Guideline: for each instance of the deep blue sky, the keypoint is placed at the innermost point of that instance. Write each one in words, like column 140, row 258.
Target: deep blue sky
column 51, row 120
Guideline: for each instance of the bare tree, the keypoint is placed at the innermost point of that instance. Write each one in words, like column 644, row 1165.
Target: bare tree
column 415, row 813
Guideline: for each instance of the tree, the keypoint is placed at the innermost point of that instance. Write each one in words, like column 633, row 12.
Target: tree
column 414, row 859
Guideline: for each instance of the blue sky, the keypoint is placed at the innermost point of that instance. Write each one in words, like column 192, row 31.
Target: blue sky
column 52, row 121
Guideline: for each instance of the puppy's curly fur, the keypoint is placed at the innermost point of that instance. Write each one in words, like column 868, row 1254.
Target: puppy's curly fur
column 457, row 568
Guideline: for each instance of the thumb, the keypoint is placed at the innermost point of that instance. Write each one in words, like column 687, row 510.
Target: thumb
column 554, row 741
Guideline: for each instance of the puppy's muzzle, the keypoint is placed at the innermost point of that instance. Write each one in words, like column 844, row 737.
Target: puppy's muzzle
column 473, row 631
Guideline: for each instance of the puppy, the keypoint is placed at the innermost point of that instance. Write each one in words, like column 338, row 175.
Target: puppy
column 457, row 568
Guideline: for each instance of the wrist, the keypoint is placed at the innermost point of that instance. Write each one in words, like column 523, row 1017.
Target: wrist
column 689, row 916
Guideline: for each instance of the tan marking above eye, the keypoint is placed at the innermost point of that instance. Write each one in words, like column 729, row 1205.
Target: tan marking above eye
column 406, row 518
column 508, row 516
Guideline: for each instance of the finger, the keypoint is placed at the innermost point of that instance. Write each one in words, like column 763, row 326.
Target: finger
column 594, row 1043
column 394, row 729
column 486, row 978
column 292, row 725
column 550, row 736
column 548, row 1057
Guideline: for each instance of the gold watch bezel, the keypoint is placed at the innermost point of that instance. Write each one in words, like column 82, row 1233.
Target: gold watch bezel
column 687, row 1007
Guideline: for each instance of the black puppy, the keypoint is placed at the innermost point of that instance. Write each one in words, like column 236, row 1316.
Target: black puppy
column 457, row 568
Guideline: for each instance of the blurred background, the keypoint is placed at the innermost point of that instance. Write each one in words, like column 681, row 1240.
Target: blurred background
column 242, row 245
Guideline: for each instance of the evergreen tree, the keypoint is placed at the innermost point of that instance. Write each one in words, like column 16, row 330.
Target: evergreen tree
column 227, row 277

•••

### Given problem
Could you put all of the items above into a numbered list, leaving out any blank lines?

### Task result
1. Guideline: for each instance of the deep blue sky, the keypoint is placed at the innermost point of that instance. Write each one in words, like column 140, row 258.
2. Target: deep blue sky
3. column 51, row 120
4. Guideline: for each instance of the bare tree, the keypoint is placed at the innermost point of that instance. Write each one in words, like column 644, row 1165.
5. Target: bare tree
6. column 415, row 813
7. Guideline: for each instance of the tree, the keypoint is placed at the innermost point of that instance. Write each one in words, like column 633, row 12.
8. Target: tree
9. column 414, row 859
10. Guideline: for each instance of the blue sky, the keypoint is placed at the innermost point of that instance. Write each one in words, like column 192, row 31.
11. Target: blue sky
12. column 52, row 121
13. Guideline: for each instance of the puppy's curly fur, the keypoint is placed at the innermost point of that instance. Write each one in words, like column 868, row 1254.
14. Target: puppy's curly fur
15. column 457, row 568
16. Guideline: for each instance of the thumb, the keypoint is placed at the innermost point of that instance. Write each one in words, like column 687, row 510.
17. Target: thumb
18. column 554, row 741
19. Guideline: for each instance of the puppy's muzzle, the keypoint is placed at the innermost point of that instance. Write each one in words, like column 844, row 737.
20. Target: puppy's muzzle
21. column 473, row 631
22. Guideline: for each instance of the puppy, the keypoint is placed at the innermost point of that instance. Write each one in words, like column 338, row 175.
23. Target: puppy
24. column 457, row 568
25. Guideline: for each instance of the wrist, the keypoint is placed at the innermost point of that instance. Write each one in words, like column 523, row 1017.
26. Target: wrist
27. column 689, row 916
28. Guideline: for each instance of the tan marking above eye, the keypoint is placed at the innermost point of that instance. Write each one in words, like column 729, row 1205.
29. Target: tan marking above eye
30. column 406, row 518
31. column 508, row 516
32. Guideline: for each instance of the finger, the keypoint is placed at the innermost point of that instance. Write each one in words, like column 763, row 326.
33. Target: finger
34. column 594, row 1043
35. column 394, row 729
36. column 486, row 978
37. column 292, row 725
38. column 550, row 736
39. column 548, row 1057
40. Guideline: for each instance of the gold watch bezel, the keypoint is placed at the innermost point of that instance. Write each one in words, like column 82, row 1233.
41. Target: gold watch bezel
42. column 687, row 1007
43. Guideline: for each instance of the black puppy, the keypoint is placed at the innermost point of that instance. Write each one in words, like column 236, row 1316.
44. Target: black puppy
45. column 457, row 568
46. Guideline: for each instance of the blurred background, the keypoint is placed at the innermost point of that instance. Write each one in words, like column 681, row 1240.
47. Target: blurred background
48. column 242, row 245
49. Guideline: for each instance of the evergreen tree, the keypoint is placed at the innermost point of that instance. Write each one in words, like column 16, row 330.
50. Target: evergreen tree
51. column 227, row 277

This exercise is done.